Directions for this task >> Count the lines in the entries below that contain the string "window", treating case as significant, and give only the number.

+===+

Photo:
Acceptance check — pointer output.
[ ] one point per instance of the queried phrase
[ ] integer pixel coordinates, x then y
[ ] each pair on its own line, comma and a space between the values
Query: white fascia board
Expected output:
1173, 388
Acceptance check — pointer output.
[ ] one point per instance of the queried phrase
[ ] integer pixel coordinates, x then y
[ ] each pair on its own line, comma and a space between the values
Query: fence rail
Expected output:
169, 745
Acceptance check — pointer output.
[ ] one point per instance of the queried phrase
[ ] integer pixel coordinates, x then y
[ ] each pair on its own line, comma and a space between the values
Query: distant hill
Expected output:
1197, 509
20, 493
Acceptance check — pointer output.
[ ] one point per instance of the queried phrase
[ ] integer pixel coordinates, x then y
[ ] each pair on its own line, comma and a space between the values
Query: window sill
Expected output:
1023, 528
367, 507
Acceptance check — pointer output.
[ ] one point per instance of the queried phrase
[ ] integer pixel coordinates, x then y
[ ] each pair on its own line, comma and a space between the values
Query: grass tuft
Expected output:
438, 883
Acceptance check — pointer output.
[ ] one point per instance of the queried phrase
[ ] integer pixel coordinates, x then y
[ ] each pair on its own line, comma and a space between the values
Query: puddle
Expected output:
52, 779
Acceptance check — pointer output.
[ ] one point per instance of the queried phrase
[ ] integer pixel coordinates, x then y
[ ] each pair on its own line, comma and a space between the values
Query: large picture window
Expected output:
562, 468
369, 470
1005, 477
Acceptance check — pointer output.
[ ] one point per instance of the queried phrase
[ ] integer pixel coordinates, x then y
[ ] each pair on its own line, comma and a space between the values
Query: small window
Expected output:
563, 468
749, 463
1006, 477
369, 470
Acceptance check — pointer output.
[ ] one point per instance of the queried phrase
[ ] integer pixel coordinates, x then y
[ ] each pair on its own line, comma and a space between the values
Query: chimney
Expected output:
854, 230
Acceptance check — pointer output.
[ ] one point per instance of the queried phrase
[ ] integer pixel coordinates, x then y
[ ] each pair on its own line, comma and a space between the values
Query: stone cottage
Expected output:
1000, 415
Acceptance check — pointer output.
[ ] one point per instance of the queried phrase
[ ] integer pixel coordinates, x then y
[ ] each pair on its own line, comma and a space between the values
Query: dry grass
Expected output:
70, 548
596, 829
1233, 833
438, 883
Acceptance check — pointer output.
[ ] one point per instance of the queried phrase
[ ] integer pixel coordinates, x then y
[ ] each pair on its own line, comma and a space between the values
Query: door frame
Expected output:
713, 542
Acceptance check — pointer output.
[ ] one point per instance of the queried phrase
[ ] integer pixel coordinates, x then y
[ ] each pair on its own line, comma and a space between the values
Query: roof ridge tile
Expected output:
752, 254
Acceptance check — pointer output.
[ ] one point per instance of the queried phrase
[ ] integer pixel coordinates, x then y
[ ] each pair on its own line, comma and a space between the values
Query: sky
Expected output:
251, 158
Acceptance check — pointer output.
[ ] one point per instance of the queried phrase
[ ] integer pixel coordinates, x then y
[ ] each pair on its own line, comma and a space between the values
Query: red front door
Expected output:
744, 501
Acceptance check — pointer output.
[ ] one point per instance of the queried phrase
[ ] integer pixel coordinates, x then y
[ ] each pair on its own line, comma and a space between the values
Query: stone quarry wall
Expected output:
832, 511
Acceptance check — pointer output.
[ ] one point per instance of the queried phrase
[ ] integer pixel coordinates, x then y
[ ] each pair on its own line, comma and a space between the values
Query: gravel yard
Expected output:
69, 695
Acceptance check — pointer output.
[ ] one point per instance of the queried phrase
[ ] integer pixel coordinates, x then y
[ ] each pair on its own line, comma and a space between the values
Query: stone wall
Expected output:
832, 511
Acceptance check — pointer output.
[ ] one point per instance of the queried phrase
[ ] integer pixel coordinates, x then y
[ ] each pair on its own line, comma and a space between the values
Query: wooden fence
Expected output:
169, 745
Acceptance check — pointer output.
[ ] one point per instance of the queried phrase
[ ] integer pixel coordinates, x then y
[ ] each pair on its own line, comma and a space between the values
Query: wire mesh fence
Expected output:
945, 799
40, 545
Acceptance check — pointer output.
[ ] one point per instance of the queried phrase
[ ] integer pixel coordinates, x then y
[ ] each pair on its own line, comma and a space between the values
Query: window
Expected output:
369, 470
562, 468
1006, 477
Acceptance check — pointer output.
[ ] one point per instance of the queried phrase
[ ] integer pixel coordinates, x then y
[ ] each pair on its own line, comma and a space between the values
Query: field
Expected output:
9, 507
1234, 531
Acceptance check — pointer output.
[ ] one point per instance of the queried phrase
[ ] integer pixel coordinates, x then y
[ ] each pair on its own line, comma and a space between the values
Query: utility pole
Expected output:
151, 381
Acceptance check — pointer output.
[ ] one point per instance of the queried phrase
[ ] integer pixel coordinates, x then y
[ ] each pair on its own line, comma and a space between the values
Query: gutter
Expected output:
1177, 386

+===+

Worked solution >> 4